**Reading passage**
★ ★ ★ ★

Sunday, October 07, 2007

We had communion today and it made me question myself and where I am with God. I've been a little embarrassed at how I have been doing lately, spiritually . To be quite honest, it has been a long time since I have had good quality time with God. When I do my bible reading, I find that I read it for the purpose of knowing what it says rather than trying to understand what God is saying to me. My prayer time is often time short and on most days, I am too distracted by other things to remember. I've felt guilty about my spiritual droop and that caused me to avoid thinking about it altogether. I realized that I been hiding behind my Christian facade for too long, and no one really knows about my spiritual struggles. I often struggle with whether Christ is real to me or not. When I think about it, I am not sure I feel the extent of Christ's sacrifice. Shouldn't I be a changed creature? Why am I still scared of people rather than speaking out for God? How do I contribute to God's Kingdom? I feel like I fall so short. I am so ashamed because I am so weak. How do I continue to fight this battle when I feel like I have already lost?

1 comment:

Anonymous said...

★ ★ ★ ★

**Set task a**
Copy these lines from the records word for word, starting at the line that contains "In this exercise you will locate the cluster" and ending at the line that contains "[(181, 620)]".

**Data section**

★ ★ ★ ★

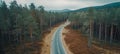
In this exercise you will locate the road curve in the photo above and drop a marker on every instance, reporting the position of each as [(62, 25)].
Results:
[(57, 45)]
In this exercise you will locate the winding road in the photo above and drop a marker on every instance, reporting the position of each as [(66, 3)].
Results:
[(57, 46)]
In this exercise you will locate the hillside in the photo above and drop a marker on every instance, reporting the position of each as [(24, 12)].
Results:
[(111, 5)]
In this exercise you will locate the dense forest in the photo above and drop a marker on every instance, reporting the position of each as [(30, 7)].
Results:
[(26, 24), (21, 24), (100, 25)]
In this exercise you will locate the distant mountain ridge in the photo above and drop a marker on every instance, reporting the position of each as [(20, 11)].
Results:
[(110, 5), (64, 10)]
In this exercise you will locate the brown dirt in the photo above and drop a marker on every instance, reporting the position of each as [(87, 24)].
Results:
[(78, 43), (48, 38)]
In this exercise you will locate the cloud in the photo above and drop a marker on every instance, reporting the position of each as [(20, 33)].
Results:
[(64, 4)]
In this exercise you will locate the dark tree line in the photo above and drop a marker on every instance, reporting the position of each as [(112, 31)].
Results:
[(19, 24), (101, 25)]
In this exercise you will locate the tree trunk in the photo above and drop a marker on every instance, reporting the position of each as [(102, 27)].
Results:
[(105, 33), (30, 32), (100, 28), (91, 33), (111, 34)]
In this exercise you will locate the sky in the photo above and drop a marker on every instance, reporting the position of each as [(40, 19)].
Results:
[(64, 4)]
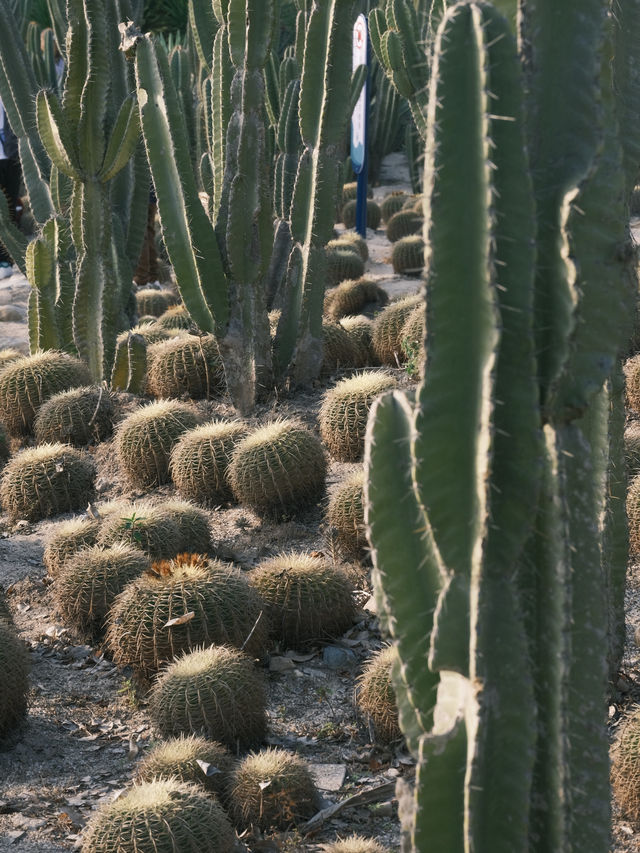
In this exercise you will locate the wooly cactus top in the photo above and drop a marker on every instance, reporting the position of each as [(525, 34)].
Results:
[(179, 604)]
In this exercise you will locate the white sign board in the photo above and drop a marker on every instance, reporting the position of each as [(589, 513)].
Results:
[(358, 119)]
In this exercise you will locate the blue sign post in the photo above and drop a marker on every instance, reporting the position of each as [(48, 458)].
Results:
[(359, 124)]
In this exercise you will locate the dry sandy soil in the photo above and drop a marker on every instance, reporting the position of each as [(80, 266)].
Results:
[(87, 729)]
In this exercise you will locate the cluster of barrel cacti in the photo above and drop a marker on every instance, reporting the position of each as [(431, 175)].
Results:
[(493, 501)]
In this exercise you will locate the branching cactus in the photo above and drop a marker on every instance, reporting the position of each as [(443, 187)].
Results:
[(84, 189), (500, 612), (221, 256)]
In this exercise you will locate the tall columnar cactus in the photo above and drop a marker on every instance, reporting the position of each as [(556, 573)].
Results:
[(509, 607), (222, 265), (84, 190)]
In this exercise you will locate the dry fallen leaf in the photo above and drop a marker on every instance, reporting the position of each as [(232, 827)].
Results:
[(181, 620)]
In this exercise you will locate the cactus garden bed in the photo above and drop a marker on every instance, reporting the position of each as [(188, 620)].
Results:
[(88, 725)]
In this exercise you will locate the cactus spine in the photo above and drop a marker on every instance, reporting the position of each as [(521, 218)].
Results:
[(513, 611)]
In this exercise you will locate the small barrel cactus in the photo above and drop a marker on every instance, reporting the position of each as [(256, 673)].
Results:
[(200, 461), (387, 330), (373, 214), (162, 816), (176, 317), (306, 598), (188, 758), (375, 696), (272, 789), (343, 264), (47, 480), (632, 448), (150, 528), (26, 383), (179, 604), (186, 364), (146, 438), (215, 692), (338, 349), (14, 666), (345, 516), (67, 538), (350, 297), (355, 844), (402, 224), (89, 582), (8, 355), (344, 412), (360, 330), (80, 416), (392, 203), (278, 468), (412, 338), (407, 256), (154, 302), (350, 240)]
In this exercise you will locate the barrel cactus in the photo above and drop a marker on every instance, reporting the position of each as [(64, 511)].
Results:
[(375, 696), (387, 330), (403, 224), (338, 348), (272, 789), (344, 412), (278, 468), (161, 816), (154, 302), (345, 516), (47, 480), (349, 214), (215, 692), (391, 204), (67, 538), (79, 416), (145, 439), (186, 364), (306, 598), (407, 255), (350, 240), (89, 582), (14, 665), (350, 297), (26, 383), (180, 604), (188, 758), (360, 330), (176, 318), (343, 263), (200, 461)]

★ ★ ★ ★

**Set task b**
In the blog post, what took place that day that led the writer to examine where things stood with God?

**Written response a**
In this exercise you will locate the cluster of barrel cacti in the photo above and drop a marker on every instance, reporting the position of each as [(431, 175)].
Results:
[(493, 501)]
In this exercise you will locate the branching cactus in the photo above and drop a marker on every instance, reporting the position of each as [(443, 187)].
Results:
[(84, 189), (500, 612), (221, 256)]
In this exercise you will locate the tall columnar cactus in the photo above and drop a marker on every instance, reporting the position of each as [(556, 573)].
Results:
[(509, 607), (222, 265), (84, 190)]
In this exercise you will locate the dry fallen leaf in the photo above and drop a marker on every instance, reporting the position of each as [(232, 827)].
Results:
[(181, 620)]

**Written response b**
They had communion.